** GIVEN PASSAGE follows **
20 years after the crash, I met a woman who was a therapist and she was willing to help me alleviate the distress that the crash caused, and the traumatic memories associated with it. I did EMDR therapy, which stands for eye movement desensitization and reprocessing, and is a powerful short-term therapy that speeds up the processing of normal therapy. In layman’s terms, it unlocks the memories that the nervous system is hiding from you, protecting you.
After EMDR, I started to see portions of the crash, memories I had never seen before. Some memories flooded back, and others took a few sessions. In fact, sometimes I will be going on with my day and I will be hit with a memory – the actual hitting of the car came back to me while I was watching a tv show.
Through therapy, I was able to see that the crash was not my fault. Also, no one else believes it was my fault. I also was able to see that, while I see my scars daily, others don’t. In fact, my scars are barely visible. It is what I see every day that is a constant reminder of the pain and suffering I have been through.
Due to pain in my hips from the impact, and the screw in my foot from the break, I had to quit dance after high school. The pain was too great. My dreams of becoming a professional dancer were dashed when I was told that I would never be able to do pointe ballet, because of the loss of flexibility in my foot. My 12-year-old self lost all visions of a normal childhood because this man didn’t call a cab, a friend, or his mom.
** End of GIVEN PASSAGE **
** RECORDS follows **
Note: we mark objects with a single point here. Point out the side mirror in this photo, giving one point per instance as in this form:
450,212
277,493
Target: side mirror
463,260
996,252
** End of RECORDS **
** RECORDS follows **
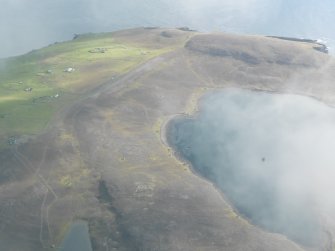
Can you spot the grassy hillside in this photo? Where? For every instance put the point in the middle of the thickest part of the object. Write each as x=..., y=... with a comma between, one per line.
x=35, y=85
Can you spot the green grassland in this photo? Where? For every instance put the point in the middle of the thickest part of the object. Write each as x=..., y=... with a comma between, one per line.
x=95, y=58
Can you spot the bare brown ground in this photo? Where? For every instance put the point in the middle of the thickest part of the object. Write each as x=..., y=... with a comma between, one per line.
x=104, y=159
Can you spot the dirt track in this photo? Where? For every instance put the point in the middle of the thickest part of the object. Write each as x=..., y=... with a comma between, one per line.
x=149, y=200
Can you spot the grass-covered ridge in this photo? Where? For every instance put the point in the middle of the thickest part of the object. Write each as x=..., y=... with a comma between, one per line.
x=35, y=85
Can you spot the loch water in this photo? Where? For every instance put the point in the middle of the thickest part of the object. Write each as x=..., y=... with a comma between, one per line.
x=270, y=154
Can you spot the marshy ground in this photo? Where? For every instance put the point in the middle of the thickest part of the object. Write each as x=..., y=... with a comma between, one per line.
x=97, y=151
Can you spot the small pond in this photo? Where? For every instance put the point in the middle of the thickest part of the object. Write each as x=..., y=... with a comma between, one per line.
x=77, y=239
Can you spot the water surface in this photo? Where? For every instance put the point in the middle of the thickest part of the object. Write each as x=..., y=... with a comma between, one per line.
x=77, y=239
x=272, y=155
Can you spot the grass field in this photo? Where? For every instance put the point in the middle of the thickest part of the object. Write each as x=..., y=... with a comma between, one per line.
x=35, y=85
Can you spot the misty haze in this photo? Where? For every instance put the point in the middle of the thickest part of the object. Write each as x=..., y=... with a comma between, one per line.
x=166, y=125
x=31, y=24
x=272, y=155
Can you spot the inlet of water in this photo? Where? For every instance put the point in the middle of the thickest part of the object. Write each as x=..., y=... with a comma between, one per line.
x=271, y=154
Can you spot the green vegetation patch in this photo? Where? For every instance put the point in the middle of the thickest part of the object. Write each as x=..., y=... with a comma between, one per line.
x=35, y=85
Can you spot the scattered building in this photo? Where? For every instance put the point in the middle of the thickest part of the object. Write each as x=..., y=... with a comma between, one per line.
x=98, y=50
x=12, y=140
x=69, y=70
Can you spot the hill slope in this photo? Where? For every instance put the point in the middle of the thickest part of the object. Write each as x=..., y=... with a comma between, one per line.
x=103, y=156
** End of RECORDS **
— QUESTIONS —
(a) Transcribe the crash account word for word, everything from "After EMDR, I" down to "have been through.".
(b) According to the crash account, what does EMDR stand for?
(c) Write the next part of the crash account, picking up after its final sentence.
None of the rows is needed for this work.

— RESPONSES BY ITEM NUMBER —
(a)
After EMDR, I started to see portions of the crash, memories I had never seen before. Some memories flooded back, and others took a few sessions. In fact, sometimes I will be going on with my day and I will be hit with a memory – the actual hitting of the car came back to me while I was watching a tv show.
Through therapy, I was able to see that the crash was not my fault. Also, no one else believes it was my fault. I also was able to see that, while I see my scars daily, others don’t. In fact, my scars are barely visible. It is what I see every day that is a constant reminder of the pain and suffering I have been through.

(b) Eye movement desensitization and reprocessing.

(c)
While I am using this experience to help others, I know that not everyone is as lucky as I was, or am, to have the courage and vulnerability to talk to others. Besides MADD, I have also talked in high school classrooms on responsible drinking and the importance of mental health, and to middle schools – focusing more on bullying, and getting to know someone before you judge them. This experience has taught me that life is short, and the slightest decision, such as a decision to drive after a night out, even if you “feel okay,” can alter the course of another’s life in more ways than one can imagine.
Each time we speak of the dangers of drinking and driving, or stop someone from drinking and driving, we can save a life. We can save heartbreak for the family and for the survivors. I can’t imagine what my family was feeling – what my parents were feeling – when the officers figured out who I was, and had to let them know that their daughter was in critical condition at the hospital.
A few years after the crash, my dad was enrolled in a Citizen’s Academy with the Littleton Police Department. One of their sessions was on DUI’s. The department was using my crash as an example in their class. My dad got up and left, explaining when the class came out on a break to the instructor what happened. Another citizen overheard him, and later came up to him and told him that it happened three years ago – and he should be over it by now. I am surprised my dad didn’t punch that guy in the face. He’s too gentle of a human being to do that.
My family is still not “over it,” and neither am I. I’ll never be. But it is who I am, and I intend to make the best of what I have now. And I truly hope that you and your family will never have to deal with what mine did, what the family of the man who caused the crash had to deal with, or what the families of those first responders in the helicopter had to deal with.